◆ WHAT YOU WILL DO ◆
Begin at the line below that contains "the red vehicle". Repeat it and all remaining lines of the records exactly.

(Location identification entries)
***

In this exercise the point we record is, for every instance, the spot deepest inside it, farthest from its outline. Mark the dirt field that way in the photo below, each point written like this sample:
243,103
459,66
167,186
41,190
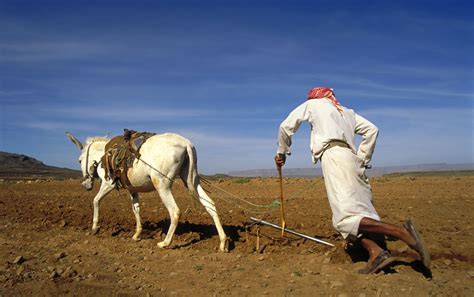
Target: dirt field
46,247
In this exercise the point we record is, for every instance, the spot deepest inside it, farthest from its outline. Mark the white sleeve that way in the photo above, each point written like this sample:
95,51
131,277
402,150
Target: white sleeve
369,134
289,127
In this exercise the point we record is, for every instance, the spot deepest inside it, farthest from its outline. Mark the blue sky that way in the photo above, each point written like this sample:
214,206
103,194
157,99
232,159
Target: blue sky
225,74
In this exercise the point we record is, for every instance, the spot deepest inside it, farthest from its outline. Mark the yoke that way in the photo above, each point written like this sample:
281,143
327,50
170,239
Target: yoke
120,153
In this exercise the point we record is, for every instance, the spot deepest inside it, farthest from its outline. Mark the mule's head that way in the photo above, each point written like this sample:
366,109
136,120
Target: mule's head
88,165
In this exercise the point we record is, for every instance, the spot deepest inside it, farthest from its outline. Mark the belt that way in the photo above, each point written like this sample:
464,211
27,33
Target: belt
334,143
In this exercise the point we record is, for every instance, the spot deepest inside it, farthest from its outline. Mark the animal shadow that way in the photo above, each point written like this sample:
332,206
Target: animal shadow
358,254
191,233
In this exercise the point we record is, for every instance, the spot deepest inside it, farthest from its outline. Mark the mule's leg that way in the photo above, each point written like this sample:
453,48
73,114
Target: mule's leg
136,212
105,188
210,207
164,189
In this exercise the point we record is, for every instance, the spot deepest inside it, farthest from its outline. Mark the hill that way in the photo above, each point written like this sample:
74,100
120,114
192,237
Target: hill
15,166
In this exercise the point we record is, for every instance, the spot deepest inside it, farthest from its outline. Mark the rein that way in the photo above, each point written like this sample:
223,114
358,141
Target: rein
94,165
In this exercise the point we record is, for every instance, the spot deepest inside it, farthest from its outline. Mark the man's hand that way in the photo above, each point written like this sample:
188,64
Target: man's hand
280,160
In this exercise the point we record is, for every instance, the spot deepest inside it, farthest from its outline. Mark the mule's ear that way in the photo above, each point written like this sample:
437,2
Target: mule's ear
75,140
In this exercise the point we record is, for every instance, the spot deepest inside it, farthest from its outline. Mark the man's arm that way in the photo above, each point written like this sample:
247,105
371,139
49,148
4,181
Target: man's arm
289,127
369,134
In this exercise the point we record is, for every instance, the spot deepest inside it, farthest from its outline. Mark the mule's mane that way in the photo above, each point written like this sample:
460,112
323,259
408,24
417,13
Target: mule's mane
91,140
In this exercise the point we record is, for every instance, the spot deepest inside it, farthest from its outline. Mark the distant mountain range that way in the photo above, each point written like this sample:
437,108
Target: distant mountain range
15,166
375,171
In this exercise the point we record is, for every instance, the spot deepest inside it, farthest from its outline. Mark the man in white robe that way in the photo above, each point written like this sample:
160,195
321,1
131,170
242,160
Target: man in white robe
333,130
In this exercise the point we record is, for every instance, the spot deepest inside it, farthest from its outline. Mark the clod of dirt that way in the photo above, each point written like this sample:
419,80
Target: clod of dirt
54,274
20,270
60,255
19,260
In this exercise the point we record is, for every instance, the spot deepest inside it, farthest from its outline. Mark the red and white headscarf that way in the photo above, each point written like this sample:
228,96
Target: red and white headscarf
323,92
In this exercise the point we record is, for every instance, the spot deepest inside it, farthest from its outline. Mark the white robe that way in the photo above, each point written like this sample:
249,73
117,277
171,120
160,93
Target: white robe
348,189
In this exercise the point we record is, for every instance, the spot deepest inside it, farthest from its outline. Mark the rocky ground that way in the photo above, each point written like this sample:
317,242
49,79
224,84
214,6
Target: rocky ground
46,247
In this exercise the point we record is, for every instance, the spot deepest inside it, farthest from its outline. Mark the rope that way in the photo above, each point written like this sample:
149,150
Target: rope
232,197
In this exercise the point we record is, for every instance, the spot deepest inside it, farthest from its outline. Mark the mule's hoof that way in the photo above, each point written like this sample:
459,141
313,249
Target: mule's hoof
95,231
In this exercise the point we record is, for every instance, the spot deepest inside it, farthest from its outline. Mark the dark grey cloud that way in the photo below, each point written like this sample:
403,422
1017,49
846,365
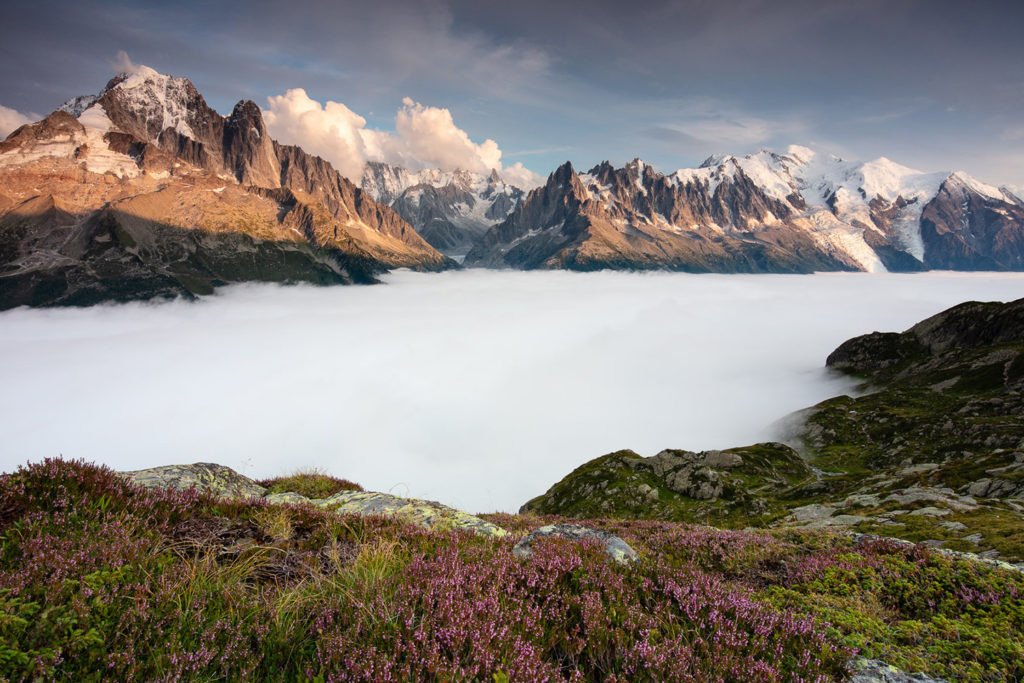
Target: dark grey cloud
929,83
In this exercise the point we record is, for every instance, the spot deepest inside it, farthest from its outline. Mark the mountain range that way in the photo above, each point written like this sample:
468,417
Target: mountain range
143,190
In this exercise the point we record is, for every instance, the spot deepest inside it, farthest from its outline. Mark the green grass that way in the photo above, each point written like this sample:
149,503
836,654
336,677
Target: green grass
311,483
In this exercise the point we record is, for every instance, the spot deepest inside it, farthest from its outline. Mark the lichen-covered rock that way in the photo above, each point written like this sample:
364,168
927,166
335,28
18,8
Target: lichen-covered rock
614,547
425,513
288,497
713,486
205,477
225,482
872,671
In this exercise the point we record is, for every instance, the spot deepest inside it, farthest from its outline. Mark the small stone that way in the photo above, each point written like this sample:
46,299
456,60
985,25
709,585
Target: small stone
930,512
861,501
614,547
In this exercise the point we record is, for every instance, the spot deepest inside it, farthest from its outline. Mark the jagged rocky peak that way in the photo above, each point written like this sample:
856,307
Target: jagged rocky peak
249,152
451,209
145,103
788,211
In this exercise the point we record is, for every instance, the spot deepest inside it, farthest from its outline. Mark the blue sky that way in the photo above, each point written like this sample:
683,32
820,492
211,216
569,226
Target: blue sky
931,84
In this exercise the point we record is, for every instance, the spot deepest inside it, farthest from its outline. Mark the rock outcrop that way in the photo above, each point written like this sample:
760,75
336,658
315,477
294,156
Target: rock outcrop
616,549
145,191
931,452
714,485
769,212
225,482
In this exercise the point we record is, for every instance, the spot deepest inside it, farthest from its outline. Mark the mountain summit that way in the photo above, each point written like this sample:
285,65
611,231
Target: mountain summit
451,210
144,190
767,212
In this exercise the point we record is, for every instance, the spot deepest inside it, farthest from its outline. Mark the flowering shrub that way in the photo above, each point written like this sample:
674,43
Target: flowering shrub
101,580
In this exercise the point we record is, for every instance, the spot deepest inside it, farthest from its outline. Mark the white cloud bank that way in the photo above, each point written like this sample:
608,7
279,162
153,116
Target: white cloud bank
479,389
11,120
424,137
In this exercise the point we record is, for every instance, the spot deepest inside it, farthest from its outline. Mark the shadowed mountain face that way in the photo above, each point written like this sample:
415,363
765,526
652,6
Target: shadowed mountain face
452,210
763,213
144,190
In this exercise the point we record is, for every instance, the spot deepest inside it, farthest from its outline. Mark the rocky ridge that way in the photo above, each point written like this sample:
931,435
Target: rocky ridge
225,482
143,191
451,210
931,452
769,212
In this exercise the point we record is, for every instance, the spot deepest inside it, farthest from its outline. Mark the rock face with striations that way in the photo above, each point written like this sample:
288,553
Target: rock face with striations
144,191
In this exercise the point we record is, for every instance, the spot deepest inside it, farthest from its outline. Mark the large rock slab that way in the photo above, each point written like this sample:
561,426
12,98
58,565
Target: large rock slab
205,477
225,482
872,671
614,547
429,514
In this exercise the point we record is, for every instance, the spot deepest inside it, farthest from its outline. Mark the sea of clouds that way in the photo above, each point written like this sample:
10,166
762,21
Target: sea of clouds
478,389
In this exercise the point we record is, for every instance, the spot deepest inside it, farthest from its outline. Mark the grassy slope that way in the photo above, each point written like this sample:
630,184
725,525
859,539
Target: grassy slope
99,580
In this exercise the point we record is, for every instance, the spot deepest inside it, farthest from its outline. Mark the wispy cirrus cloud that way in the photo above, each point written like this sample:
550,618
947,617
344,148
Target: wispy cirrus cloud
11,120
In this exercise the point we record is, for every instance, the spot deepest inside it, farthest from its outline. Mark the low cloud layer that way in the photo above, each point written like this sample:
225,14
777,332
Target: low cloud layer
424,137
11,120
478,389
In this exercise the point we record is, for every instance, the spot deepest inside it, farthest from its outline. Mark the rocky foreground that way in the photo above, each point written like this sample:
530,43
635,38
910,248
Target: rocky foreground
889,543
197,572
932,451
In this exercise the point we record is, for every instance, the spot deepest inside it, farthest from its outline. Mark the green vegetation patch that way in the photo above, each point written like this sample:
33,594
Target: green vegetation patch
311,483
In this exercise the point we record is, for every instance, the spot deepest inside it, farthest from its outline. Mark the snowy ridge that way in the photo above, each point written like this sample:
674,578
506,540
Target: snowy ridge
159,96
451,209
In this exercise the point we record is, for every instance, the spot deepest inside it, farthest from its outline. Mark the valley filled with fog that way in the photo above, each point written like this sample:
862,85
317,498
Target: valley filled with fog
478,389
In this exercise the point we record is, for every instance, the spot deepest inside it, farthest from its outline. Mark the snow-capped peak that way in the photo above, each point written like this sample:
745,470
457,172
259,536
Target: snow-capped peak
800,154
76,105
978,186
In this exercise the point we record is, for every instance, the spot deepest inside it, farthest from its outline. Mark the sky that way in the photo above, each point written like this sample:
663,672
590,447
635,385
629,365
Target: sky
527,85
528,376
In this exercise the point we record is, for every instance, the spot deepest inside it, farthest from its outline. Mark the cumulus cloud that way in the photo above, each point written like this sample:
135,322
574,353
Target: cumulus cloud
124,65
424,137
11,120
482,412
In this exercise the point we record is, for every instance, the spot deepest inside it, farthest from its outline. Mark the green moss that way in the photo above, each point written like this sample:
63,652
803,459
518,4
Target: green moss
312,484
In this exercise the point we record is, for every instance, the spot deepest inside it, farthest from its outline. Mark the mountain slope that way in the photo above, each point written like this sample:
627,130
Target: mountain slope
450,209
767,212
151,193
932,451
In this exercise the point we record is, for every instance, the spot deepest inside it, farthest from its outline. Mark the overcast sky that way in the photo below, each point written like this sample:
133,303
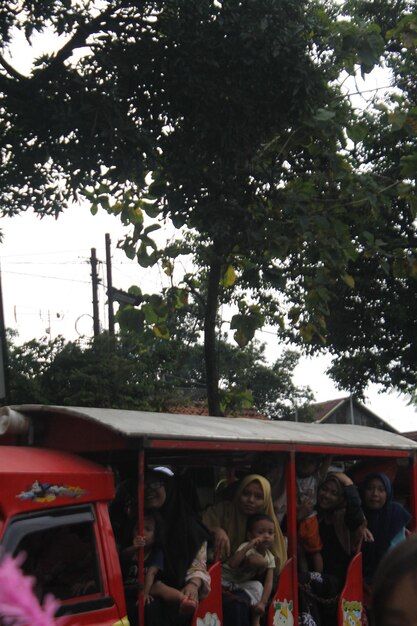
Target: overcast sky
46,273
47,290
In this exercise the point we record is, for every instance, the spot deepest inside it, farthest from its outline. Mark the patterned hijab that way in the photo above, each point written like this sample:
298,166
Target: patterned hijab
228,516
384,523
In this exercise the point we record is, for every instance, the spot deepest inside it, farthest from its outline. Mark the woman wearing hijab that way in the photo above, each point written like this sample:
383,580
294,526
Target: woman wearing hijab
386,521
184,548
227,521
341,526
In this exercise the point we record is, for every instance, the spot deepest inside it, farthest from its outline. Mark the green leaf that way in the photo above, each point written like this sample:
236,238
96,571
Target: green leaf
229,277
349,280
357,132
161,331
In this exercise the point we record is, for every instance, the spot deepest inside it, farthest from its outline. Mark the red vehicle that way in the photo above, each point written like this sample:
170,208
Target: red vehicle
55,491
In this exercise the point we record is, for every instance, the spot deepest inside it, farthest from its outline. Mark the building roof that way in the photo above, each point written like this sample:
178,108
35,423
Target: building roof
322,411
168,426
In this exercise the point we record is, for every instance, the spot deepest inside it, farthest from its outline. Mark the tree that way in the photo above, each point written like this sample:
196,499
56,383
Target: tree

***

◆ ANSWER FOR THE TASK ◆
In this exercise the point we record is, for every instance, the spot deepest inside it, farthest from its outline. Mark the red vehicle that way in the photo above, each point written like this sample:
170,208
Target: red vehicle
55,491
In this exercise the point we record is, for every instance, the spot deepest inside it, farthest from its outline. Mark the building roof that way in the photo above, each point written like this sample:
178,108
35,423
Target: building roof
322,411
168,426
In this exercise the point we record is, for every instance, the spot deepest inside it, farthest from its outline. Mark the tree that way in the photo above, each point written like this sample:
196,499
56,383
Target: tree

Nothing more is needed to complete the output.